● Provided passage
* begin *
12 September 2022

Bogue Sound

Bogue Sound, at the southern end of North Carolina's Outer Banks (a chain of barrier islands), is a kind of lagoon. It's a body of salt water that's about 25 miles long and between about 2½ miles wide as its widest point. The waters of the sound are protected from ocean waves and currents by the barrier island called Bogue Banks. Here's a link to a map.

At each end of the sound there's an inlet that lets salt water flow in and out of the sound with the rhythm of the tides. There's als. a bridge at each end of the sound linking the barrier island to the mainland.

This kind of bridge lets yachts and smaller boats ply the waters of the sound without impeding car and truck traffic traveling back and forth between the island and the mainland. This is the bridge that links Morehead City to the resort town of Atlantic Beach on Bogue Banks.
* end *
● Entries supplied
* begin *
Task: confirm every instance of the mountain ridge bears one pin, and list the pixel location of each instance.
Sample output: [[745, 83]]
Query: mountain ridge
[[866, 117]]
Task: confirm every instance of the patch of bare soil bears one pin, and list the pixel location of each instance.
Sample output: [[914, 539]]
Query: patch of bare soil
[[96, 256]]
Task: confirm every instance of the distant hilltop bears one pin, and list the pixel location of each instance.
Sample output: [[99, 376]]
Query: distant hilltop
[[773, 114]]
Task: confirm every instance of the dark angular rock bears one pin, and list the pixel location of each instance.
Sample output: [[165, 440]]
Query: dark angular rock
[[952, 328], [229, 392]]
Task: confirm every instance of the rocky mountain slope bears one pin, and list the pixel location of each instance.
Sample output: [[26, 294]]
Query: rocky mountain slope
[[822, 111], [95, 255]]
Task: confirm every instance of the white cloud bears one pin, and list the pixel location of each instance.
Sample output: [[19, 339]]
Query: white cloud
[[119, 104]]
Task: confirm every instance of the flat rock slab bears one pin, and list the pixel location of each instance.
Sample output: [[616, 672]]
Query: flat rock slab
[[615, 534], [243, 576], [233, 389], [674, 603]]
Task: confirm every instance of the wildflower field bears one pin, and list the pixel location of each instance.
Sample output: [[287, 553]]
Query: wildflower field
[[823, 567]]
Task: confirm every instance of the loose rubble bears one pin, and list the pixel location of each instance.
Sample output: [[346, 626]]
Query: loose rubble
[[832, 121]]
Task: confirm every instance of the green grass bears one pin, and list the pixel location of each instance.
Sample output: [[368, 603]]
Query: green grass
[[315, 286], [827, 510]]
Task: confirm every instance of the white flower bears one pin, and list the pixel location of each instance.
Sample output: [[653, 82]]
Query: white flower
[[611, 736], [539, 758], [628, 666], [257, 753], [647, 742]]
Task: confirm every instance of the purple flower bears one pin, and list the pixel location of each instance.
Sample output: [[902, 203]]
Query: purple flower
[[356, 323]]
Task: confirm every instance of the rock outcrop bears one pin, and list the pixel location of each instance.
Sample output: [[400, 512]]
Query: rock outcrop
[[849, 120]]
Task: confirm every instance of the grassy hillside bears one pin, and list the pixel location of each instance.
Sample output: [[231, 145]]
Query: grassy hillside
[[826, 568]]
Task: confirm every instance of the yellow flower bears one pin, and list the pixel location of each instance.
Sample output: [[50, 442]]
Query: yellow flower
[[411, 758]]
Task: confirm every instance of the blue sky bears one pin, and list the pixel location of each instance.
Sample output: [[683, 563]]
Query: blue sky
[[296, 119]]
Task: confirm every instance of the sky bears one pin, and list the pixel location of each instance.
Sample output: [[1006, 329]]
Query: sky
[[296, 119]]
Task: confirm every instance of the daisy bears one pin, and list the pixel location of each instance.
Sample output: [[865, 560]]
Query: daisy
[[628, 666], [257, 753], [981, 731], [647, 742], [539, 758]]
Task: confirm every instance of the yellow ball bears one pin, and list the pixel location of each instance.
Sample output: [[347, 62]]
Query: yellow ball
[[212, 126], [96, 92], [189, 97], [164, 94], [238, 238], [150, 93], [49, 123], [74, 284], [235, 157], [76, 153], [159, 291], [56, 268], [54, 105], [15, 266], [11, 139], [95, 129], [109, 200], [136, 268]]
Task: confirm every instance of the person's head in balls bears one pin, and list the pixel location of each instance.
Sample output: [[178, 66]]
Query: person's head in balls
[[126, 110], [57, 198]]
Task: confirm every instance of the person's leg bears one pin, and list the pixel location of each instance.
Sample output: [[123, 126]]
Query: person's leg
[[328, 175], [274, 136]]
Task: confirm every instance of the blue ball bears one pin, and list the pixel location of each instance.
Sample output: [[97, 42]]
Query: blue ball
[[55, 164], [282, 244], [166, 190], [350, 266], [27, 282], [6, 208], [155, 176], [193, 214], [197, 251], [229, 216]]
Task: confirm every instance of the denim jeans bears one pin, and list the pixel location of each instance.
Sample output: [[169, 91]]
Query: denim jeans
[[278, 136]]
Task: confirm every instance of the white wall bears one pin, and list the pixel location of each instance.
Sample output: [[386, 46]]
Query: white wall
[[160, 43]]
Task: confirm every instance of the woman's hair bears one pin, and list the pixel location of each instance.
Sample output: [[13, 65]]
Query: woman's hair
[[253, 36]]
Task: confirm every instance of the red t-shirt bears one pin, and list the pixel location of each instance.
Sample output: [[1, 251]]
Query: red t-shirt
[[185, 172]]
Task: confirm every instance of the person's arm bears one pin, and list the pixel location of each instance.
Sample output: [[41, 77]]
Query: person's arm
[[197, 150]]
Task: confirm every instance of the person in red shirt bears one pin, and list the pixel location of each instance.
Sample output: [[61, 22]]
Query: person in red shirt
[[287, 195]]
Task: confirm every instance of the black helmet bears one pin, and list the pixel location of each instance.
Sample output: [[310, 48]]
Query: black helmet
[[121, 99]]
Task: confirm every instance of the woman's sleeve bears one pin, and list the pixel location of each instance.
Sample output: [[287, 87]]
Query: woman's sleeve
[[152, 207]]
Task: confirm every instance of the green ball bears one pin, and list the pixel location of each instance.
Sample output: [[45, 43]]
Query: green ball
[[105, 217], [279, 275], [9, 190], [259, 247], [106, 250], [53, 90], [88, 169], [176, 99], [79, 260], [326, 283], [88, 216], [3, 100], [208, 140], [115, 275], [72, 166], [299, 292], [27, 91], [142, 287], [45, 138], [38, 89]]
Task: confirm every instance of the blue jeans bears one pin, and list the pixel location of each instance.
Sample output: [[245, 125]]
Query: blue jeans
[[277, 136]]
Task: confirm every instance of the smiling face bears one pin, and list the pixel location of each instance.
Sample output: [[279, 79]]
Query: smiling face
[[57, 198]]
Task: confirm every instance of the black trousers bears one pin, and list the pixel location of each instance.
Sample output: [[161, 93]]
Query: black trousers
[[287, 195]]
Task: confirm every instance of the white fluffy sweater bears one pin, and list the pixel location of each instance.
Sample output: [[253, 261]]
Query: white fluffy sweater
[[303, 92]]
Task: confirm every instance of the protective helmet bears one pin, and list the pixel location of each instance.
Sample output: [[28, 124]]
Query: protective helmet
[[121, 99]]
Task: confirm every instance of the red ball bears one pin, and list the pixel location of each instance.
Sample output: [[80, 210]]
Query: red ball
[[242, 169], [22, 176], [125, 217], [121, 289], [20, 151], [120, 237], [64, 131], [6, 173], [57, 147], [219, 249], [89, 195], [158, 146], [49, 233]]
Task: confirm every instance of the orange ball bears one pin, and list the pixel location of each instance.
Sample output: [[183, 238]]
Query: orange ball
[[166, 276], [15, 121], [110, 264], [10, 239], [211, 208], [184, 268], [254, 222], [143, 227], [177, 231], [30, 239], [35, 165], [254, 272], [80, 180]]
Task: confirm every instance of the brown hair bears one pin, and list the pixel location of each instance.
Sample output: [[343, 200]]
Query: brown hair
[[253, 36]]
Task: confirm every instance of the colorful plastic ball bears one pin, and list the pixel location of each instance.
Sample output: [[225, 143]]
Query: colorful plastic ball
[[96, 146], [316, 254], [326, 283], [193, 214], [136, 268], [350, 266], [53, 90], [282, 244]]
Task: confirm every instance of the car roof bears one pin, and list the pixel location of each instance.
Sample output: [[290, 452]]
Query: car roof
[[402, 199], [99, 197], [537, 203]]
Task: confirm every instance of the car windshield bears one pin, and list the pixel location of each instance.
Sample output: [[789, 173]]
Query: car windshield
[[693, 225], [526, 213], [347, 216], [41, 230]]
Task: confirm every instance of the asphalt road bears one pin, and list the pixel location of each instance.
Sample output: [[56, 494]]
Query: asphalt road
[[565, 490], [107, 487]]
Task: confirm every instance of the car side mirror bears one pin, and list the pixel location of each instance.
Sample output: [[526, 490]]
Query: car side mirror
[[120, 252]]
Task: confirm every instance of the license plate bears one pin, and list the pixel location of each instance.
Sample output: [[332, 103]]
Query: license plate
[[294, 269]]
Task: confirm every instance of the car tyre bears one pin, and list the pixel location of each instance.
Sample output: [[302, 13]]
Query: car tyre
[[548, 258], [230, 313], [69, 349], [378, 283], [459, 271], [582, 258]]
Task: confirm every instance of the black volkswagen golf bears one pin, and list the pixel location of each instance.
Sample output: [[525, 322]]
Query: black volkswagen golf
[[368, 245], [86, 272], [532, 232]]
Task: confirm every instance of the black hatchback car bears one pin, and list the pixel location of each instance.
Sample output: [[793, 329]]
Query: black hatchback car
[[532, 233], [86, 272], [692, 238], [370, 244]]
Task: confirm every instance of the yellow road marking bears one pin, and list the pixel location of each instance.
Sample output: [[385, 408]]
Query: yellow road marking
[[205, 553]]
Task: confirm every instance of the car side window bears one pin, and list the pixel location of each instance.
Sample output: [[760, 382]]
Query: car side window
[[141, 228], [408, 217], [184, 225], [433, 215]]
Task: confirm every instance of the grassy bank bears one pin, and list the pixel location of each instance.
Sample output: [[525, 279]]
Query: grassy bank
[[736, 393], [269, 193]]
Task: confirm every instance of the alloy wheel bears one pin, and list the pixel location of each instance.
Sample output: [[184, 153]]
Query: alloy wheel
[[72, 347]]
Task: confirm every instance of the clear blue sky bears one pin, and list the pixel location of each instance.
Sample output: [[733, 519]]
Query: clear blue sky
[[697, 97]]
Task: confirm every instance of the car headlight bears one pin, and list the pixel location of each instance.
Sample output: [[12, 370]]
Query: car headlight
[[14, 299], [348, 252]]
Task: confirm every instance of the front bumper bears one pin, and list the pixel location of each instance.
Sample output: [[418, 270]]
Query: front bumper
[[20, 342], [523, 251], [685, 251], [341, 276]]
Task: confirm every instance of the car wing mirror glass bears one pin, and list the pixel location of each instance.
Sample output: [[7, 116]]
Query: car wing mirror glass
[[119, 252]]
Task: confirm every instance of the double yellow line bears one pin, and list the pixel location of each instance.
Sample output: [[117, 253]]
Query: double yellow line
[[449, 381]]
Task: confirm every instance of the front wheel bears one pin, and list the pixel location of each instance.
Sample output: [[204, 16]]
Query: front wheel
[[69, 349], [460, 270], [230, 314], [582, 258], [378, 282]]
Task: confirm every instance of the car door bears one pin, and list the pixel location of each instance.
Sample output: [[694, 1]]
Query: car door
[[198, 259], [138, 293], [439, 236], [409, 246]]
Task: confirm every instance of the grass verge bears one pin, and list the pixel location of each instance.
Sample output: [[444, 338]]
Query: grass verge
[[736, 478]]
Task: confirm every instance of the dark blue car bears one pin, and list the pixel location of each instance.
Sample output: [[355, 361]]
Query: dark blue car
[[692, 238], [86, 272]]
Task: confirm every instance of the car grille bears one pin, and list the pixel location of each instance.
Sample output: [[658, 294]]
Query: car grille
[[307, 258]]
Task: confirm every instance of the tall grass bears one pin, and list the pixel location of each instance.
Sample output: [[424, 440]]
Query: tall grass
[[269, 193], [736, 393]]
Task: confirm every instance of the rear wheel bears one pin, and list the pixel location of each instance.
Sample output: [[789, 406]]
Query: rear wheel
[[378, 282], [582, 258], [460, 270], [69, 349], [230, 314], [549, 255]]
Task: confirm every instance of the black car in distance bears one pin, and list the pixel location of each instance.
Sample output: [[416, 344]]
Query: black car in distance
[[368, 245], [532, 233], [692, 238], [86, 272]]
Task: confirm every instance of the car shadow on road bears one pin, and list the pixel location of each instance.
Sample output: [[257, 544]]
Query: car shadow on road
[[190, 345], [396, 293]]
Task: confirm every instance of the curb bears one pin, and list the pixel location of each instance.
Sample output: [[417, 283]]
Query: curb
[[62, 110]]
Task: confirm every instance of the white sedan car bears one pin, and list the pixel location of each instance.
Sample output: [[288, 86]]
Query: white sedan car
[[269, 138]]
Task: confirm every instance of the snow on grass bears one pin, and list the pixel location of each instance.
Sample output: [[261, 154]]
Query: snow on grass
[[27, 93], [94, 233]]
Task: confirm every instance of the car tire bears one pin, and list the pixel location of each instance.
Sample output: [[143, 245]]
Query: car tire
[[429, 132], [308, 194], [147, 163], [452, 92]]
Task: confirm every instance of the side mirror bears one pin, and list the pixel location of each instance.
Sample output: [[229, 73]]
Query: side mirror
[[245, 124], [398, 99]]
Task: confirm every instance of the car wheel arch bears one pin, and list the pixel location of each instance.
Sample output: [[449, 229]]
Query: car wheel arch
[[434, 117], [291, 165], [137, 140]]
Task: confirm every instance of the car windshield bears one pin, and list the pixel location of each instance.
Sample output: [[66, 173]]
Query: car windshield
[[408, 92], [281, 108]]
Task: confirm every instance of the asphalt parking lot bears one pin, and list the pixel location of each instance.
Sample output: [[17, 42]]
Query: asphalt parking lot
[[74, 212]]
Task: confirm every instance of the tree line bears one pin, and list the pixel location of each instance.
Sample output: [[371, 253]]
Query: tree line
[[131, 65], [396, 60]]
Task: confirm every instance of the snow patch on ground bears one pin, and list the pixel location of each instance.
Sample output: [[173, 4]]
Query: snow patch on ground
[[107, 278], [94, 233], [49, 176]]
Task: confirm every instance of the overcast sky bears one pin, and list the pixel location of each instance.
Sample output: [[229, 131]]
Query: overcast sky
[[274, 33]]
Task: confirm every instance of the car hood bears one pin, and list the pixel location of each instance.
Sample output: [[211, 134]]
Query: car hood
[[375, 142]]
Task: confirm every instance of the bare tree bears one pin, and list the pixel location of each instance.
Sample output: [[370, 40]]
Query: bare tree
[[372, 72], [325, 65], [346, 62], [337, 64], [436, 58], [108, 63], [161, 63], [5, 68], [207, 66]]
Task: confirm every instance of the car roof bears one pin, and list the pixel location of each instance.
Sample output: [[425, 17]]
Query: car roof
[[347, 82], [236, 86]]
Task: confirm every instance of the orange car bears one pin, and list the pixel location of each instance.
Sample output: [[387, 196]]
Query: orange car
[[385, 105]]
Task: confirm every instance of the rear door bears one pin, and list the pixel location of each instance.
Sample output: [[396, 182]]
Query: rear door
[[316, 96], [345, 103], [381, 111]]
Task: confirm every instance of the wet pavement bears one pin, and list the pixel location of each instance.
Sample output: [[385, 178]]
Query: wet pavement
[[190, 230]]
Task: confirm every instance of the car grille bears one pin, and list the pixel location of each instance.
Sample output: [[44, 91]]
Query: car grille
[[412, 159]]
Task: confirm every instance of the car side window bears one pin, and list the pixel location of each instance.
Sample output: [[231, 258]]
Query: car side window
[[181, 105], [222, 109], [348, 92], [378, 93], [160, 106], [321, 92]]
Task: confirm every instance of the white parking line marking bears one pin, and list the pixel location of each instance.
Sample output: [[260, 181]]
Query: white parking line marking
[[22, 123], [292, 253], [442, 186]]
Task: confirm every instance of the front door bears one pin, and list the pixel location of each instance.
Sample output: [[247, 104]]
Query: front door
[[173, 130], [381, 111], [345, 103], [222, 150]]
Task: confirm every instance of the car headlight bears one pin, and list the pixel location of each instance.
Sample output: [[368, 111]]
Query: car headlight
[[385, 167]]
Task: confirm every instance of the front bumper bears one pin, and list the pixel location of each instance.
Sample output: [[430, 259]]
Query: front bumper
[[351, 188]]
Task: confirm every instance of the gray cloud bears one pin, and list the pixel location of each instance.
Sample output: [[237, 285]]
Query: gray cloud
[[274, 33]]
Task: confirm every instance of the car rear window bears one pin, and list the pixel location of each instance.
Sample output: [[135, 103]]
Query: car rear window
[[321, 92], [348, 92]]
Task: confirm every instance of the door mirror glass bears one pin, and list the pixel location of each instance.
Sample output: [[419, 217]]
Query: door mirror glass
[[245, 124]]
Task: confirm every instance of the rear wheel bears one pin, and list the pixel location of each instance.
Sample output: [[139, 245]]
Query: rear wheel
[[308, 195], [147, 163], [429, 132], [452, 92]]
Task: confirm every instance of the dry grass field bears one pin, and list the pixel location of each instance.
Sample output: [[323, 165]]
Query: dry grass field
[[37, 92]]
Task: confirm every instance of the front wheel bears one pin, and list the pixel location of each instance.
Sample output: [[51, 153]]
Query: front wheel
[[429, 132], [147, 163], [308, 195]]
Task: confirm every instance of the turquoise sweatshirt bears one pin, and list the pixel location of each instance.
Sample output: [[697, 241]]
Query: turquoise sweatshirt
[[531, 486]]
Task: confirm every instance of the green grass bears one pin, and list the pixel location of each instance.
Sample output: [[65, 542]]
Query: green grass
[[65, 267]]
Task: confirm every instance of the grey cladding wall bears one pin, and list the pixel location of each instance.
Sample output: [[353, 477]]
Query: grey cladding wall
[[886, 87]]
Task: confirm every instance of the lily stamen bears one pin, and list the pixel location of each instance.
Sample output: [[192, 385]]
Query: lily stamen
* end *
● Required work
Copy out the entire Bogue Sound passage word for word, keeping every line as it appears.

● The response
12 September 2022

Bogue Sound

Bogue Sound, at the southern end of North Carolina's Outer Banks (a chain of barrier islands), is a kind of lagoon. It's a body of salt water that's about 25 miles long and between about 2½ miles wide as its widest point. The waters of the sound are protected from ocean waves and currents by the barrier island called Bogue Banks. Here's a link to a map.

At each end of the sound there's an inlet that lets salt water flow in and out of the sound with the rhythm of the tides. There's als. a bridge at each end of the sound linking the barrier island to the mainland.

This kind of bridge lets yachts and smaller boats ply the waters of the sound without impeding car and truck traffic traveling back and forth between the island and the mainland. This is the bridge that links Morehead City to the resort town of Atlantic Beach on Bogue Banks.